ÉNONCÉ 1
Recopiez à l'identique les entrées, depuis la ligne qui contient « Where can you see the waterfront » jusqu'à celle qui contient « [[74, 331]] », ces deux lignes incluses.

EXTRAIT DU DOCUMENT
17      En effet, ce mécanisme comporterait deux phases successives constituées, la première, par le calcul du capital actualisé acquis par le fonctionnaire demandeur dans un régime national de pension ainsi que par son transfert au régime de pension de l’Union et, la seconde, par la transformation dudit capital en annuités à prendre en compte dans le régime de pension de l’Union.

18      Or, il découlerait de la jurisprudence de la Cour que, si la première de ces phases relève de la seule compétence de l’autorité nationale concernée, la seconde est régie par le droit de l’Union. En outre, l’article 11, paragraphe 2, de l’annexe VIII du statut prévoirait expressément que, dans le cadre de la seconde desdites phases, l’institution de l’Union au sein de laquelle le fonctionnaire demandeur est en service est compétente pour opérer, sur le capital transféré par l’autorité nationale concernée, une déduction correspondant à la revalorisation des droits à pension acquis par le fonctionnaire demandeur qui est intervenue entre la date de la demande de transfert et celle du transfert effectif de ce capital.

19      Mme Tuerck conteste le bien-fondé de cette argumentation.

 Appréciation de la Cour

20      L’article 11, paragraphe 2, de l’annexe VIII du statut prévoit, à son premier alinéa, que le fonctionnaire qui entre au service de l’Union après avoir exercé, notamment, des activités auprès d’une administration ou d’une organisation nationale ou internationale a la faculté, entre la date de sa titularisation et celle où il obtient le droit à une pension d’ancienneté, de faire verser à l’Union le capital représentant les droits à pension acquis au titre de ces activités, tel qu’actualisé jusqu’à la date du transfert effectif. Pour sa part, le second alinéa de cette disposition énonce que l’institution de l’Union au sein de laquelle le fonctionnaire demandeur est en service doit opérer, sur le capital transféré, une déduction correspondant à la revalorisation desdits droits à pension entre la date de la demande de transfert et celle du transfert effectif.

21      Il découle de ladite disposition que, une fois que l’autorité nationale concernée a transféré le capital correspondant aux droits à pension acquis par le fonctionnaire demandeur à la date de sa demande de transfert, tel qu’actualisé à la date du transfert effectif, à l’institution de l’Union au sein de laquelle ce fonctionnaire est en service, cette institution est compétente pour opérer, sur ce capital, une déduction correspondant au montant de la revalorisation des droits à pension qui est intervenue entre la date de la demande de transfert et celle du transfert effectif.

DONNÉES DE L'EXERCICE
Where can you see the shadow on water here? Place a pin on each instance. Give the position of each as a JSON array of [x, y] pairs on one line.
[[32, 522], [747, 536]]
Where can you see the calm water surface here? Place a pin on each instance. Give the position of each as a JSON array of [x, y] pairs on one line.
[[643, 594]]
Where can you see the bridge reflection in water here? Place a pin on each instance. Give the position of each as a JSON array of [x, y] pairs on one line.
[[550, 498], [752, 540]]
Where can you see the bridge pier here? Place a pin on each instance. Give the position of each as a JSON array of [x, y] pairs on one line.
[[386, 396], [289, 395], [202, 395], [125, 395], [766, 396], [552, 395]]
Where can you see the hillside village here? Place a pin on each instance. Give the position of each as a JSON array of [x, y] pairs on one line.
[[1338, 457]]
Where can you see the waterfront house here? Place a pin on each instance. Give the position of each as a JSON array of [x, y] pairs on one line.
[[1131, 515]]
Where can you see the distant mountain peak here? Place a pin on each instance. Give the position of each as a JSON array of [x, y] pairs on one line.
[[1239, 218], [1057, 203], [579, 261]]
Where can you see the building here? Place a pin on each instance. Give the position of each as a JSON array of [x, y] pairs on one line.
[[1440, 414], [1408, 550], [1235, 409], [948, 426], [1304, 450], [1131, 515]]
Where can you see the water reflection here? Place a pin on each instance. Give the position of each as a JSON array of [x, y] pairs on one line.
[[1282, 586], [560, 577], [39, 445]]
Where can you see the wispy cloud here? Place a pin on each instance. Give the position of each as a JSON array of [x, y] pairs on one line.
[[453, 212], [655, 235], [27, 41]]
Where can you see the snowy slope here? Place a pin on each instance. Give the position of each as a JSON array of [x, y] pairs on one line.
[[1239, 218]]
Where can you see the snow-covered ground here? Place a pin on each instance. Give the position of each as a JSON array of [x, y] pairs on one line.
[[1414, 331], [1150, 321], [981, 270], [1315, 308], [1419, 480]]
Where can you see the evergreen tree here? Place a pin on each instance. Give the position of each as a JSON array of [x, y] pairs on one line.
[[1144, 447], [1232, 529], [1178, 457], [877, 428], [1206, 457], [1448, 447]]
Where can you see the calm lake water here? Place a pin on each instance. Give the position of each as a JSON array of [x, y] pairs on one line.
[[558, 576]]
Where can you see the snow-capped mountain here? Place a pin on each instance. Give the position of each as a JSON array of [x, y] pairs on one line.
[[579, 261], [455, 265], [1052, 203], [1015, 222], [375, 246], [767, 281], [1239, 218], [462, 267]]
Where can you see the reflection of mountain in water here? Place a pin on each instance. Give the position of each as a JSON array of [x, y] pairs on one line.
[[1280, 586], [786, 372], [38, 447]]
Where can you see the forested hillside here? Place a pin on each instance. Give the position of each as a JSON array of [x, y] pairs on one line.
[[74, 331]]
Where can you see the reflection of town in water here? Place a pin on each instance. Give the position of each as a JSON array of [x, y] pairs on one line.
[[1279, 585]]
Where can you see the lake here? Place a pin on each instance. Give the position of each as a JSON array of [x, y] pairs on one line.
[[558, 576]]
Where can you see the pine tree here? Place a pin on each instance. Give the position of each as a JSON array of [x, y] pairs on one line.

ÉNONCÉ 2
Prolongez l'extrait sur le transfert des droits à pension vers le régime de l'Union en reprenant après sa dernière phrase.

RÉSULTAT 1
Where can you see the waterfront house here? Place a pin on each instance. Give the position of each as a JSON array of [x, y] pairs on one line.
[[1131, 515]]
Where can you see the distant mountain peak here? Place a pin on each instance. Give the position of each as a JSON array of [x, y] pairs on one line.
[[1239, 218], [1057, 203], [579, 261]]
Where can you see the building here? Place a pin on each instance. Give the position of each as a JSON array of [x, y] pairs on one line.
[[1440, 414], [1408, 550], [1235, 409], [948, 426], [1304, 450], [1131, 515]]
Where can you see the water reflection here? Place a pin on each instance. Give the position of each as a JSON array of [x, y] pairs on one line.
[[1282, 586], [560, 577], [39, 445]]
Where can you see the wispy cloud here? Place a pin on each instance. Give the position of each as a JSON array of [x, y] pairs on one line.
[[453, 212], [655, 235], [27, 41]]
Where can you see the snowy slope here? Place a pin on each instance. Give the position of each as a JSON array of [x, y] pairs on one line.
[[1239, 218]]
Where can you see the snow-covered ground here? Place a pin on each instance. Give the position of each as a JSON array of [x, y] pairs on one line.
[[1414, 331], [1150, 321], [981, 270], [1315, 308], [1419, 480]]
Where can you see the evergreen tree here? Place a pin on each instance. Give the position of each as a JSON array of [x, y] pairs on one line.
[[1144, 447], [1232, 529], [1178, 457], [877, 428], [1206, 457], [1448, 447]]
Where can you see the calm lake water here? Place a pin on each instance. Give the position of each as a JSON array of [x, y] pairs on one line.
[[558, 576]]
Where can you see the snow-capped mountain here? Place a pin on each instance. Give the position of each as a JSON array of [x, y] pairs on one line.
[[579, 261], [455, 265], [1052, 203], [1015, 222], [375, 246], [767, 281], [1239, 218], [462, 267]]
Where can you see the reflection of mountain in water here? Place a pin on each instance. Give the position of each as a JSON array of [x, y] pairs on one line.
[[1280, 586], [786, 372], [38, 447]]
Where can you see the forested hillside here? Place a pin on each instance. Give the position of each as a JSON array of [x, y] pairs on one line.
[[74, 331]]

RÉSULTAT 2
22      Il s’ensuit que l’article 11, paragraphe 2, de l’annexe VIII du statut n’autorise l’institution en cause à opérer aucune déduction sur la partie de ce capital qui correspond au montant des droits à pension lui-même. À cet égard, il résulte de la jurisprudence rappelée par le Tribunal au point 24 de l’arrêt attaqué non seulement que l’autorité nationale concernée est seule compétente pour calculer ce dernier montant, mais également que celui-ci ne saurait être ultérieurement modifié ou contesté par la Commission (voir, en ce sens, arrêts du 9 novembre 1989, Bonazzi-Bertottili/Commission, 75/88, 146/88 et 147/88, non publié, EU:C:1989:410, points 17 et 20, ainsi que du 5 décembre 2013, Časta, C‑166/12, EU:C:2013:792, points 29 et 32).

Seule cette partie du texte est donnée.